— BEGIN DATA FOR PROCESSING —

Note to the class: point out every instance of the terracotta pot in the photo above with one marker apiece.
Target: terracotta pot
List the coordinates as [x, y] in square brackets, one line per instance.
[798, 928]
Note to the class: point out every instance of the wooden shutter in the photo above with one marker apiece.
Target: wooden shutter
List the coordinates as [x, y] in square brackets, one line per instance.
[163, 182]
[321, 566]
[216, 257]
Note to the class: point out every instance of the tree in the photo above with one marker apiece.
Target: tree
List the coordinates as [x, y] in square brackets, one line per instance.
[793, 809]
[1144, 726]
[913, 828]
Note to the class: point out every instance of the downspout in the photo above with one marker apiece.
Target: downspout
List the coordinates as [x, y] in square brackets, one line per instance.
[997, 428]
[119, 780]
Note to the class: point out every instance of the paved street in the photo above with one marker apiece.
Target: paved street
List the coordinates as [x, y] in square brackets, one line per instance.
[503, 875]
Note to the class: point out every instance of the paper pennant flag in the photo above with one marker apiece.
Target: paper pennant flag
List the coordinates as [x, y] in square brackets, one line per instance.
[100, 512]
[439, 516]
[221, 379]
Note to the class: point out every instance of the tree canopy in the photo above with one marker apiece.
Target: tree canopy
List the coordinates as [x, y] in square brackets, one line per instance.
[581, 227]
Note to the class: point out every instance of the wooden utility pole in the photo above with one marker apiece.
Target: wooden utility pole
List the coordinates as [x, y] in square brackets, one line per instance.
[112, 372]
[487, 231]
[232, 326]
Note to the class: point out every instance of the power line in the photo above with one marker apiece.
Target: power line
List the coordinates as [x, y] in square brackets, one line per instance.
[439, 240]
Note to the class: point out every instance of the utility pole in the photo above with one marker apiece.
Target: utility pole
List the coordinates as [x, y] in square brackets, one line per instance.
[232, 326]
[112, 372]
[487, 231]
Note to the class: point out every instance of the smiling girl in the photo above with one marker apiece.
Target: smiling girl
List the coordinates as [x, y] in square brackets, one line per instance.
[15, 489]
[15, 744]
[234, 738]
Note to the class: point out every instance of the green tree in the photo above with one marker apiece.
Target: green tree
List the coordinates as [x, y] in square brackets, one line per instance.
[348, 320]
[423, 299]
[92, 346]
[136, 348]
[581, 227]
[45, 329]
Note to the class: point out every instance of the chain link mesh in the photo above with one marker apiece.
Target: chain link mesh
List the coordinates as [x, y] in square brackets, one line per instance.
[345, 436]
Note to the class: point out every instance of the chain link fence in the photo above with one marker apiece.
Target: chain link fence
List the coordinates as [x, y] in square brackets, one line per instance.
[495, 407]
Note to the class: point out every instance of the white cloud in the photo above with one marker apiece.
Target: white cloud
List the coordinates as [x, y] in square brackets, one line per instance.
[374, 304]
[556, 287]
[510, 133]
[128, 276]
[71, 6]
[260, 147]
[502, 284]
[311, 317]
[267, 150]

— END DATA FOR PROCESSING —

WHAT TO DO: Reproduce the data shown above exactly.

CORRECT OUTPUT:
Note to the class: point out every instance of the terracotta pot in the photo above with one marker apiece.
Target: terracotta pot
List the coordinates as [x, y] in square brackets, one line per instance.
[798, 928]
Note to the class: point out every instance of the wooden shutter in the photo above with one marker apiece.
Target: wooden shutter
List the coordinates as [x, y] in square brackets, one line per instance.
[163, 182]
[321, 566]
[216, 257]
Note to the class: point out every instance of the tree in the photo above with one marker apiece.
Target: tree
List the coordinates as [x, y] in square brackets, one line per instance.
[793, 809]
[1144, 726]
[913, 828]
Note to the class: point out every instance of the downspout in the photo above with one marker apiece.
Target: downspout
List the coordinates as [x, y] in square brackets, one line per instance.
[997, 428]
[119, 780]
Note to the class: point out every instance of the paved street in the photo above with one marker apiece.
Target: paved street
List the coordinates as [x, y] in square brackets, one line per instance.
[503, 875]
Note to the class: point out every instance of the paper pennant flag in the photo above with one marker apiece.
Target: paper pennant flag
List the coordinates as [x, y] in square brackets, one line per instance.
[100, 512]
[439, 516]
[221, 379]
Note to the class: point out every instance of the tree canopy in the photo above with one marker apiece.
Target: tree canopy
List the coordinates as [x, y] in square brackets, one line per instance.
[581, 227]
Note to the class: point out every instance of the wooden utility pole in the photo above with one marker apiece.
Target: wooden utility pole
List the coordinates as [x, y] in square brackets, one line per instance.
[112, 372]
[487, 231]
[232, 326]
Note to the class: point out every instance of the power line in the photo above with one marker apiece.
Target: power line
List the coordinates as [x, y] in square brackets, one line per instance.
[439, 240]
Note to the class: point out every instance of the utility pole in the photo above with one marker apiece.
Target: utility pole
List the coordinates as [x, y] in square brackets, one line per instance.
[232, 326]
[112, 372]
[487, 231]
Note to the class: point out every instance of the smiling girl in the photo above with one marker apiece.
Target: smiling girl
List the coordinates as [x, y] in square brackets, one line per instance.
[15, 489]
[15, 744]
[234, 738]
Note to the class: point out every instance of the green tree in the photo above with one marker apiece.
Target: green tree
List the coordinates as [x, y] in square brackets, one line per instance.
[348, 320]
[423, 299]
[92, 346]
[136, 348]
[581, 227]
[45, 329]
Note to the class: point out every instance of the chain link mesh in the photo above with one marker apiece.
Target: chain link mesh
List the coordinates as [x, y] in square brackets, one line per instance.
[345, 436]
Note to the class: point out every instance of the chain link fence in the photo above with one marker apiece.
Target: chain link fence
List the coordinates as [x, y] in square brackets, one line per instance.
[495, 407]
Note to the class: point out every instance of the white cloud in the photo above with one marker apiece.
Target: white cloud
List the coordinates as [x, y] in square brackets, one line per instance.
[374, 304]
[556, 287]
[510, 133]
[128, 276]
[71, 6]
[260, 147]
[502, 284]
[311, 317]
[267, 150]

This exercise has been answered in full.